__Brief__.
Copy each line of the listing that includes "Target".

__Supplied entries__.
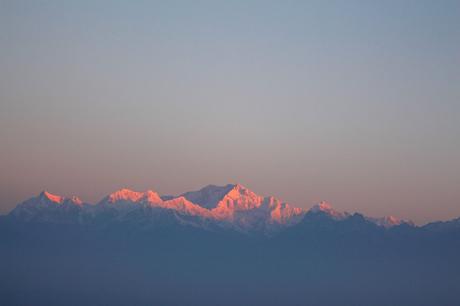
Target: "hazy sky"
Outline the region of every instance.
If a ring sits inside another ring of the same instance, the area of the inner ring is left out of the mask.
[[[0,0],[0,213],[240,182],[460,216],[460,1]]]

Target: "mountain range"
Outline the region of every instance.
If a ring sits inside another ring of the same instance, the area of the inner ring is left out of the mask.
[[[311,209],[298,208],[273,196],[260,196],[240,184],[208,185],[179,196],[160,196],[153,190],[120,189],[96,204],[43,191],[19,204],[9,217],[23,222],[82,225],[129,222],[144,228],[174,222],[209,230],[272,235],[298,224],[307,214],[324,214],[334,220],[352,217],[350,213],[334,210],[326,202]],[[384,228],[401,224],[413,226],[412,222],[393,216],[365,219]]]
[[[0,305],[460,305],[460,218],[310,209],[239,184],[0,216]]]

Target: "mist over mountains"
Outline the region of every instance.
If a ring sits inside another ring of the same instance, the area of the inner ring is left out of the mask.
[[[458,305],[460,219],[310,209],[239,184],[0,217],[1,305]]]

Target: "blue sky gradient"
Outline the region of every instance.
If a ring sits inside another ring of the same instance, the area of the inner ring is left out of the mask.
[[[240,182],[460,216],[459,1],[0,1],[0,213]]]

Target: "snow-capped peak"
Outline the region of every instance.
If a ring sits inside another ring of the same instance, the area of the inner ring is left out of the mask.
[[[367,220],[379,225],[379,226],[383,226],[385,228],[390,228],[390,227],[393,227],[393,226],[398,226],[398,225],[401,225],[401,224],[404,224],[404,223],[407,223],[407,224],[412,224],[411,221],[407,221],[407,220],[401,220],[401,219],[398,219],[394,216],[385,216],[385,217],[381,217],[381,218],[372,218],[372,217],[368,217]]]
[[[13,216],[23,218],[24,220],[36,219],[48,220],[56,211],[80,210],[83,208],[83,202],[78,197],[63,197],[52,194],[48,191],[42,191],[38,196],[22,202],[11,212]],[[60,222],[62,220],[55,220]]]
[[[318,204],[313,205],[313,207],[310,210],[313,212],[318,212],[318,211],[328,212],[328,211],[332,211],[333,208],[329,203],[322,201]]]
[[[192,203],[201,207],[212,209],[237,185],[228,184],[225,186],[208,185],[197,191],[189,191],[182,196]]]
[[[70,198],[63,197],[60,195],[52,194],[46,190],[40,192],[38,197],[32,198],[32,202],[41,202],[41,203],[54,203],[54,204],[73,204],[73,205],[82,205],[83,201],[76,196],[72,196]]]
[[[304,213],[301,208],[274,197],[264,198],[241,184],[208,185],[182,196],[206,209],[214,219],[233,223],[241,230],[261,224],[293,224]]]
[[[332,208],[332,206],[329,203],[324,202],[324,201],[314,205],[312,208],[310,208],[309,212],[311,213],[322,212],[337,220],[344,219],[348,216],[348,213],[339,212],[335,210],[334,208]]]
[[[130,202],[137,202],[144,196],[143,192],[133,191],[131,189],[122,188],[117,190],[107,196],[107,200],[110,203],[114,203],[117,201],[130,201]]]
[[[244,187],[241,184],[234,184],[234,185],[227,185],[231,186],[231,189],[226,194],[226,197],[236,200],[241,197],[246,197],[250,199],[257,199],[260,198],[259,195],[255,194],[253,191],[249,190],[248,188]]]
[[[162,202],[158,193],[153,190],[147,190],[145,192],[138,192],[131,189],[123,188],[117,190],[107,197],[102,202],[116,203],[116,202]]]
[[[64,201],[64,197],[49,193],[46,190],[43,190],[38,196],[38,198],[42,201],[51,201],[58,204],[61,204]]]
[[[161,199],[160,195],[153,191],[153,190],[147,190],[144,192],[144,195],[142,197],[143,200],[149,202],[149,203],[161,203],[163,200]]]
[[[350,216],[349,213],[347,212],[339,212],[337,210],[335,210],[334,208],[332,208],[332,206],[329,204],[329,203],[326,203],[326,202],[321,202],[319,204],[316,204],[314,205],[310,210],[309,212],[311,213],[319,213],[319,212],[322,212],[322,213],[325,213],[327,214],[328,216],[336,219],[336,220],[343,220],[347,217]],[[411,221],[406,221],[406,220],[401,220],[401,219],[398,219],[394,216],[385,216],[385,217],[381,217],[381,218],[373,218],[373,217],[366,217],[364,216],[364,218],[367,220],[367,221],[370,221],[378,226],[382,226],[382,227],[385,227],[385,228],[390,228],[390,227],[393,227],[393,226],[397,226],[397,225],[401,225],[403,223],[407,223],[407,224],[413,224]]]

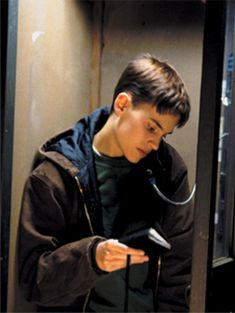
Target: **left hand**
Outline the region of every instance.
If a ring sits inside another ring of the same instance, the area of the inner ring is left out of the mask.
[[[149,257],[143,250],[133,249],[115,239],[100,242],[96,247],[96,263],[106,272],[113,272],[127,265],[127,255],[131,256],[130,264],[148,262]]]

__Output below__.
Target: "hazy sky"
Target: "mountain range"
Target: "mist over mountains"
Target: "blue sky gradient"
Target: "snow-capped peak"
Target: **left hand**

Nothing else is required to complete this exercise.